Established by Fathi Ibrahim Bayoud 2005 - Homs

Italy's doctors look for help from sleek new robots

Europe | 2020-04-04 13:26:00
Italy's doctors look for help from sleek new robots
   One of the six robots at the Circolo di Varese hospital in northern Italy checks up on a patient in the intensive care unit, helping medical staff reduce the risk of direct contact Miguel MEDINA AFP
The shiny new robots gently check the pulses of highly infectious patients on life support in the Italian epicentre of COVID-19.

The doctors and nurses love them because they also help save their own lives.

Italians have seen the world around them turn unrecognisable from the various lockdowns and social distancing measures used to fight the new coronavirus outbreak.

But little appears to have pained them as much as seeing dozens of doctors and nurses die while trying to save the tens of thousands of patients who have suddenly ended up in hospitals across Italy's pandemic-hit north.

The country's medical association said Friday that at least 70 medics have died from various causes since Italy recorded the first official COVID-19 death on February 21.

[Photo-based referring expression data]
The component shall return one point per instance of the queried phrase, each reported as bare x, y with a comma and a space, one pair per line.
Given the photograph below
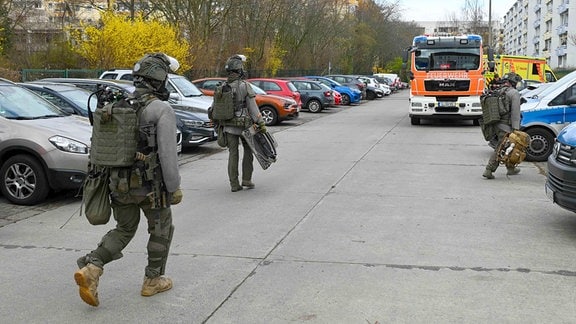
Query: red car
278, 87
274, 108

#### [Questions]
a: According to the article on robots in Italian hospitals, how many medics had died since Italy recorded its first official COVID-19 death?
b: Carry on the article on robots in Italian hospitals from its last sentence.
The data are separate material and are unrelated to the article.

#### [Task-by-task outputs]
a: At least 70.

b:
The fear is that an overwhelmingly majority of the 70 would still be alive today had they been better protected against the coronavirus.

This helps explain why the doctors are nurses in a hospital near Italy's mountainous border with Switzerland are laughing behind their facemasks while posing for photos with their new robot friends.

The Varese hospital has received six of the sleek and slightly human looking machines on wheels.

Some are white and have screens and various sensors in place of a human head.

Others are simpler and look a little like a black broomstick on wheels.

The doctors say the robots bring smiles from the younger patients.

But their real purpose is to help save doctors from both catching and spreading the disease.

"Robots are tireless assistants that can't get infected, that can't get sick," said the Circolo Hospital's intensive care unit director Francesco Dentali.

"Doctors and nurses have been hit hard by this virus. The fact that the robots can't get infected is a great achievement."

The readings from the machines allows medics to stay out of the intensive care units and monitor patients' vital signs on computer screens in separate rooms.

Italy's death toll, the worst globally, has reached 14,681 and is on course to top 15,000 this weekend.

Doctors doubt the official figures and think the real number of dead may be twice as high in Varese's Lombardy region.

Italy is expected to remain under a general lockdown at least through the end month.